## TASK OBJECTIVE
Go to the line that contains "# put a dot on each instance of the climber's outstretched" and extract it along with every line after it, exactly, through the end of the data below.

(MATERIAL FOR THE TASK Opens)

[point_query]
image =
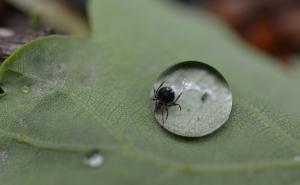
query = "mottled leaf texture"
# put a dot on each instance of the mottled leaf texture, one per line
(67, 96)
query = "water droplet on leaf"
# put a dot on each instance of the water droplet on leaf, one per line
(199, 102)
(94, 159)
(25, 89)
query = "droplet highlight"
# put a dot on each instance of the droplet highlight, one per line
(25, 89)
(94, 159)
(201, 103)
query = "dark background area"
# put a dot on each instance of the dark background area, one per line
(273, 26)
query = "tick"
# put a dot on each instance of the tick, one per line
(164, 97)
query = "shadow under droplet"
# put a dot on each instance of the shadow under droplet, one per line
(195, 139)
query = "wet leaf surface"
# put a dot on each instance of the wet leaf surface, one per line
(93, 93)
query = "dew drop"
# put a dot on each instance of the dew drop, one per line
(25, 89)
(94, 159)
(206, 99)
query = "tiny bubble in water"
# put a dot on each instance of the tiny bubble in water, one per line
(94, 159)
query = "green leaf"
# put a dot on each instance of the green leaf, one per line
(93, 93)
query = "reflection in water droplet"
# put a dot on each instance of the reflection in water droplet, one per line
(206, 99)
(25, 89)
(297, 158)
(94, 159)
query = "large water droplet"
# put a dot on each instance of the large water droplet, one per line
(203, 96)
(94, 159)
(25, 89)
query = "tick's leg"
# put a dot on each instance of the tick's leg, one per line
(175, 104)
(160, 86)
(162, 115)
(154, 92)
(166, 108)
(177, 97)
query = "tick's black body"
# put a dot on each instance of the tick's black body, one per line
(164, 97)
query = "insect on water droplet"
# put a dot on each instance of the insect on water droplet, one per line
(164, 97)
(191, 99)
(94, 159)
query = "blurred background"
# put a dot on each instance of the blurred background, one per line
(273, 26)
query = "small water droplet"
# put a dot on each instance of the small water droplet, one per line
(25, 89)
(94, 159)
(199, 102)
(297, 158)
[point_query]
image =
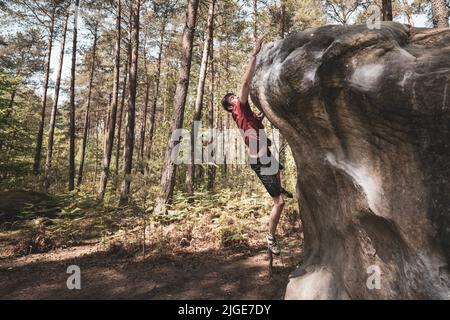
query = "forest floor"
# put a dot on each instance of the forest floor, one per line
(214, 249)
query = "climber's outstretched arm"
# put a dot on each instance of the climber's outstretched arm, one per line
(249, 72)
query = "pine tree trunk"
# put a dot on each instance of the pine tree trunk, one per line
(255, 20)
(282, 19)
(169, 167)
(51, 131)
(113, 108)
(131, 112)
(144, 120)
(440, 13)
(387, 10)
(88, 107)
(72, 101)
(211, 168)
(40, 136)
(155, 99)
(190, 175)
(122, 107)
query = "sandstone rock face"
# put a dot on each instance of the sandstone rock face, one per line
(367, 116)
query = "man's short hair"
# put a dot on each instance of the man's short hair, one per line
(225, 103)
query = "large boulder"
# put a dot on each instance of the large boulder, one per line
(367, 116)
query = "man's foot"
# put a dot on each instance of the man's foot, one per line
(272, 245)
(287, 193)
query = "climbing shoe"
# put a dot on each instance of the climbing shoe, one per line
(272, 245)
(287, 193)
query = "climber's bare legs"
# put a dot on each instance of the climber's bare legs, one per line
(276, 214)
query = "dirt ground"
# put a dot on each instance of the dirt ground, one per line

(MATERIAL FOR THE TASK Closes)

## WRITTEN RESPONSE
# put a dot on each instance of the climber's outstretched arm, one per line
(249, 72)
query = "pine tree trunk"
# put a dot on each instance of the pine tree trunk, one per line
(255, 20)
(282, 19)
(169, 167)
(51, 131)
(113, 108)
(131, 112)
(144, 120)
(440, 13)
(387, 10)
(88, 107)
(72, 101)
(211, 168)
(40, 136)
(155, 99)
(190, 175)
(122, 107)
query = "sandstone rock face"
# put a dot on each instance of the sandstone rock face, one per line
(367, 116)
query = "man's short hair"
# put a dot on each instance of the man's short hair, one per line
(225, 103)
query = "large boulder"
# put a dot on each instance of the large boulder, one per line
(367, 116)
query = "man's foot"
# put a dot on each instance of the man's foot, one per line
(272, 245)
(287, 193)
query = "climbing shoe"
# put a dot on each instance of the climbing shoe, one per line
(272, 245)
(287, 193)
query = "climber's bare legs"
# put a dot on each instance of the climber's bare legs, one per line
(276, 214)
query = "dirt ground"
# put a dot on each instance of the dirt ground, one per line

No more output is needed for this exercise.